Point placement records
━━━━━━━━━━━━━━━━
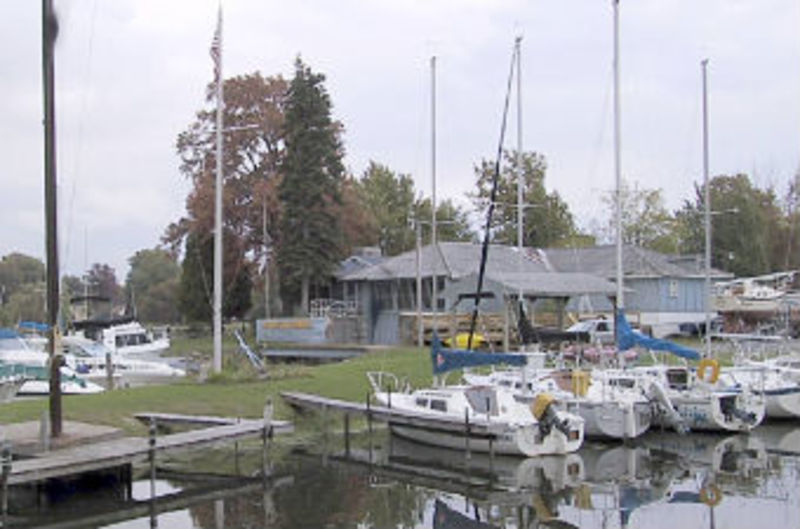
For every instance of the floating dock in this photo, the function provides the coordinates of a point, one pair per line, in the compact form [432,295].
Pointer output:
[104,455]
[475,427]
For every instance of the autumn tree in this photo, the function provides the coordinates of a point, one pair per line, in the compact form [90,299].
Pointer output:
[646,222]
[253,148]
[389,199]
[452,221]
[547,220]
[311,240]
[196,285]
[745,222]
[152,284]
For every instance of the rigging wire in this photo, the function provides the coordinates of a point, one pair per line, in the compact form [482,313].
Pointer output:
[492,199]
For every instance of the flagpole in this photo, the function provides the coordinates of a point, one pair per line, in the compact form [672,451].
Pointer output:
[217,56]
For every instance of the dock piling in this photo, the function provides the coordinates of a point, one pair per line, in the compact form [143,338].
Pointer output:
[6,471]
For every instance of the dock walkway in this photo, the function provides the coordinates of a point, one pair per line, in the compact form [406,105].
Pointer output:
[128,450]
[476,427]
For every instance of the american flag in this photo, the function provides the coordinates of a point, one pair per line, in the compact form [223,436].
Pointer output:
[216,48]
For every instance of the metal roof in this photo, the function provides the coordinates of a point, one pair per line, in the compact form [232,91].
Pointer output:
[455,260]
[555,284]
[636,261]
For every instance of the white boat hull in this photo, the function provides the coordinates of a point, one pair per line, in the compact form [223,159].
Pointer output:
[517,441]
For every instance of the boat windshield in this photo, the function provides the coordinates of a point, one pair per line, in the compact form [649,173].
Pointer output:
[482,399]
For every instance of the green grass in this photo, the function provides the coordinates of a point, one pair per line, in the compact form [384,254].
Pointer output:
[236,393]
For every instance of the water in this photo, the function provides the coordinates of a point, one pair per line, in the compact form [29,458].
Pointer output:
[663,480]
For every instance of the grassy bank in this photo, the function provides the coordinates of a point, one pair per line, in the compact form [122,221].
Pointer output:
[232,394]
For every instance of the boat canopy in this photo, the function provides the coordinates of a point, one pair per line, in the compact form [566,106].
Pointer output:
[445,360]
[627,338]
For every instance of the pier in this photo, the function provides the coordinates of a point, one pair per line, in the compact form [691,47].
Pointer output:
[475,427]
[114,453]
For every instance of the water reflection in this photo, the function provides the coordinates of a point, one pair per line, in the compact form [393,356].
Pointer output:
[694,481]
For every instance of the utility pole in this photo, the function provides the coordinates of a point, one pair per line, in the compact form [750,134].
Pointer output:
[49,34]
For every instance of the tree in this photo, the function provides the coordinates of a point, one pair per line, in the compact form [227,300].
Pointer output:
[152,285]
[745,221]
[547,220]
[253,147]
[102,281]
[195,290]
[389,199]
[16,271]
[646,222]
[311,242]
[452,221]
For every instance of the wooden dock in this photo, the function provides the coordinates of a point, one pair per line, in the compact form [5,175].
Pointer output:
[475,426]
[118,452]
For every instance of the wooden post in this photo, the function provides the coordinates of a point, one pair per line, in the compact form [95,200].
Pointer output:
[347,435]
[467,429]
[6,472]
[109,371]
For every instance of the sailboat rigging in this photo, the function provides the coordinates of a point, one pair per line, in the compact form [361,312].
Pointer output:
[492,199]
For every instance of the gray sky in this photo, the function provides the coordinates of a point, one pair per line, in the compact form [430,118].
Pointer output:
[131,74]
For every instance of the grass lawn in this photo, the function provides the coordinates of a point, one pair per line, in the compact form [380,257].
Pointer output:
[235,393]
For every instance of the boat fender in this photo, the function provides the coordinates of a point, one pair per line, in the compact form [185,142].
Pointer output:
[711,495]
[540,405]
[704,364]
[580,383]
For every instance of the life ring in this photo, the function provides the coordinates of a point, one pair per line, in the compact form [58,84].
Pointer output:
[701,370]
[711,495]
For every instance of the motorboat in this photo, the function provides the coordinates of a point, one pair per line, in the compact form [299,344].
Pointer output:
[91,359]
[610,409]
[18,360]
[519,429]
[705,405]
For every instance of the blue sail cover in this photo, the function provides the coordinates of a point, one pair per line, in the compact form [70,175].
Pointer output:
[445,360]
[627,338]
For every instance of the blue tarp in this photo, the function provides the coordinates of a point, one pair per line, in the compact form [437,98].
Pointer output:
[445,360]
[33,326]
[627,338]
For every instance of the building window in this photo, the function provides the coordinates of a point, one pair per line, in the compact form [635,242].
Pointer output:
[673,288]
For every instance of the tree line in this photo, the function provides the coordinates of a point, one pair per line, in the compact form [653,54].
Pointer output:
[292,212]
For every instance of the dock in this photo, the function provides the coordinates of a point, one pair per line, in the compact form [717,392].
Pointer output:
[476,427]
[103,455]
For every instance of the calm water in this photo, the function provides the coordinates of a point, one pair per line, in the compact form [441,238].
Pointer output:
[662,481]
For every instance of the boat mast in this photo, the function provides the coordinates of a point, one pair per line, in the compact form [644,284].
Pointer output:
[520,173]
[706,213]
[49,33]
[218,203]
[434,242]
[617,161]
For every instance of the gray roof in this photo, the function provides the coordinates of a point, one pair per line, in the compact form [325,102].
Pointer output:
[455,260]
[636,262]
[555,284]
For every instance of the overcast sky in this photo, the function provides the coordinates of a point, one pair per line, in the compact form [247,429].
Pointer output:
[131,74]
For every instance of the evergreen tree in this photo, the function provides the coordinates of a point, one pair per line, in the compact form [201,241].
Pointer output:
[310,239]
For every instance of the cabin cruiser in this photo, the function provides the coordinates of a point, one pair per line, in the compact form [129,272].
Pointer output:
[611,410]
[91,359]
[18,360]
[519,429]
[705,405]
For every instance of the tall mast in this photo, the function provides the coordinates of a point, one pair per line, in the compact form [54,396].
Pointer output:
[218,204]
[49,33]
[617,160]
[434,242]
[520,187]
[706,213]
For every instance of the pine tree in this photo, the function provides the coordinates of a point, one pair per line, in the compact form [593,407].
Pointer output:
[312,170]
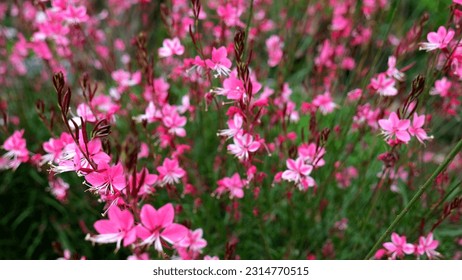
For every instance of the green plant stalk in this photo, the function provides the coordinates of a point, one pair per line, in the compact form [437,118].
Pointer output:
━━━━━━━━━━━━━━━━
Task directions: Write down exactly the lines running from the line with "For every instance of the cabin" through the end of the material, both ends included, and none of the pictures.

Solution:
For every instance of the cabin cruiser in this photo, the function provides the coordinates of a point, one pair per line, in the compact form [129,272].
Pointer output:
[611,410]
[91,359]
[18,360]
[519,429]
[705,405]
For every instance of the tall mast in this photo, the function provides the coordinates of a point, one pair per line, in the compact form [54,396].
Pointer output:
[218,204]
[49,33]
[617,160]
[434,242]
[520,187]
[706,213]
For every instance of the pine tree in this photo, the function provides the coordinates of a point, one pair per line, in the compact form [593,407].
Pointer output:
[312,170]
For every instance of the green plant stalk in this photo, the function provides the coordinates of a point, one pair per line, in the compact form [437,118].
Pointer output:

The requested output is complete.